In March 2022 a flight between Seattle and Orlando was detained on the runway at Orlando International Airport until police decided a hijack threat was "not credible", after a 10-year-old child on board the plane airdropped a threat to another passenger, who alerted the crew.

In May 2022, an AnadoluJet flight between Israel and Turkey was deboarded after Israeli users used AirDrop to share pictures of a Turkish airline crash, leading to at least one injury to a passenger. After a search of the luggage, the flight was reboarded and resumed its trip some hours later.

In July 2022, an 18-year-old Spanish man flying from Rome to Alicante airdropped pictures of skulls and a generic message in Amharic to some of the passengers, before takeoff. As the crew was informed and the captain asked for police intervention, the flight left with a two-hour delay and the young man was charged with false alarm.
**********
Continue the account of AirDrop incidents aboard flights from the point where it stops. The records are separate material with no connection to the text.

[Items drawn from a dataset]
**********
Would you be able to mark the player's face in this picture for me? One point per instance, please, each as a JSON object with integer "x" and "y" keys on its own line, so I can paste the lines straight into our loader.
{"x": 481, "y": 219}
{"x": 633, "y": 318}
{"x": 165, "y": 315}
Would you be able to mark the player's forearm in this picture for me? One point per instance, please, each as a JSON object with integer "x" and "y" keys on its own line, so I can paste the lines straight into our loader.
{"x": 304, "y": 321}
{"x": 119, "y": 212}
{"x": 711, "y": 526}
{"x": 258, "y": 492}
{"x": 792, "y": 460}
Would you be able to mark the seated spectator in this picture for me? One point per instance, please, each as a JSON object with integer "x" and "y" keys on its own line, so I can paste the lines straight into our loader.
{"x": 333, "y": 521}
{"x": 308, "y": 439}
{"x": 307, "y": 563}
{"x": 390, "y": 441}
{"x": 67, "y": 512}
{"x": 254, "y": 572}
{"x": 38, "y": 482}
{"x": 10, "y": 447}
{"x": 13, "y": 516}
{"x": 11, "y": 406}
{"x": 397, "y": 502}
**********
_Answer box_.
In late August 2022, a man on an airplane that was taxiing for take off airdropped nude photos of himself to others on the Southwest Airlines flight from Houston to Cabo San Lucas. When a passenger reported this to the flight crew, the pilot announced that if this did not stop he would return to the gate, which would ruin their vacations, and the activity stopped.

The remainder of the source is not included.